▶ _DATA_:
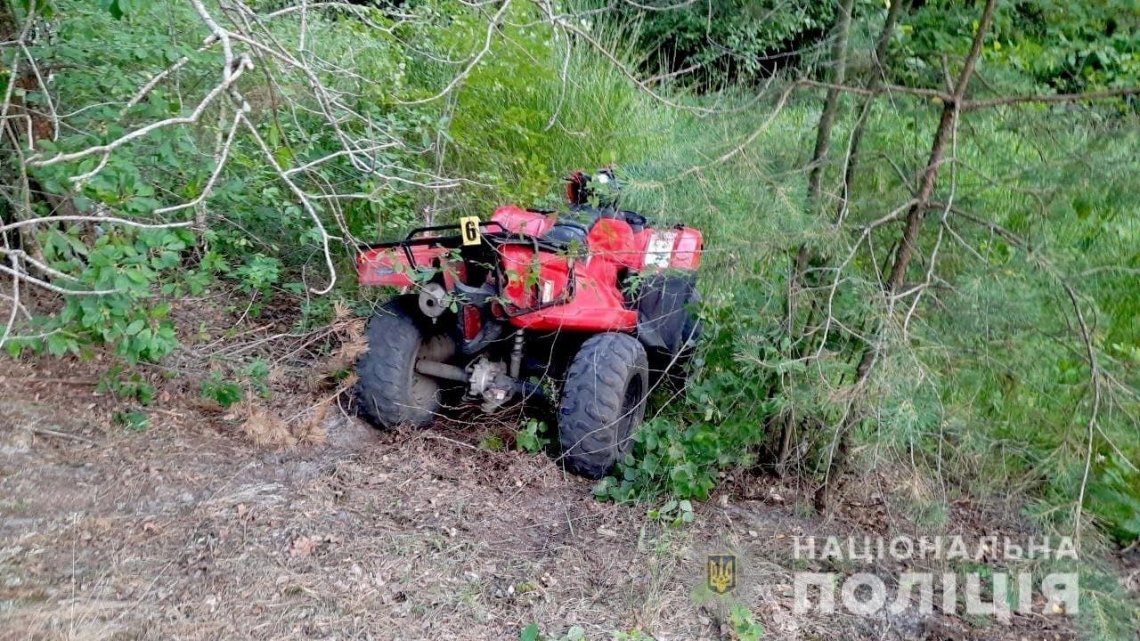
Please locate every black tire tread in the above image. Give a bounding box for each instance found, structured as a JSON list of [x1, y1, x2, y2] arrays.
[[356, 301, 434, 428], [559, 332, 649, 479]]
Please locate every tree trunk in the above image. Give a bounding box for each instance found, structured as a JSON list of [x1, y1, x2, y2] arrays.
[[815, 0, 998, 511]]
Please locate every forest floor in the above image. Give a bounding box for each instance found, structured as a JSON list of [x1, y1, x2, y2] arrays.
[[0, 330, 1121, 641]]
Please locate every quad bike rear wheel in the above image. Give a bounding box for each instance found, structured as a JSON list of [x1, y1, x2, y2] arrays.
[[559, 332, 649, 479], [356, 299, 455, 428]]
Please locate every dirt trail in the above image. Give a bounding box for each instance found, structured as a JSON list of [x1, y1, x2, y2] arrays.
[[0, 364, 1069, 641]]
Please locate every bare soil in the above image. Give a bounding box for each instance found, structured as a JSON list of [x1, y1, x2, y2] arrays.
[[0, 349, 1103, 641]]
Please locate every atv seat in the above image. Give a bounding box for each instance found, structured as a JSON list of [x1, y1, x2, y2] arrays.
[[543, 220, 589, 246]]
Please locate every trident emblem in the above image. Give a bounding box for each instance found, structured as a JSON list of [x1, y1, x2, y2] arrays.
[[708, 554, 736, 594]]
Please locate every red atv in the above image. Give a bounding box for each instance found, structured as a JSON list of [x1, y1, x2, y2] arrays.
[[357, 170, 702, 478]]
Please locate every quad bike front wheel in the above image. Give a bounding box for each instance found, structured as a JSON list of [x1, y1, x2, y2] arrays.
[[559, 333, 649, 479], [356, 299, 455, 428]]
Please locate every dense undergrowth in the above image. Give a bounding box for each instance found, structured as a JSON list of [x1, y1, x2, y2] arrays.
[[0, 0, 1140, 629]]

▶ _PROMPT_: Extract every row above that contains the word "dense", and reproduce each of those rows in full.

▶ _RESULT FOR THIS TASK_:
Please locate every dense undergrowth in the above image. Give a bounding box for each instance found, structured as a JSON list of [x1, y1, x2, y2] arrays.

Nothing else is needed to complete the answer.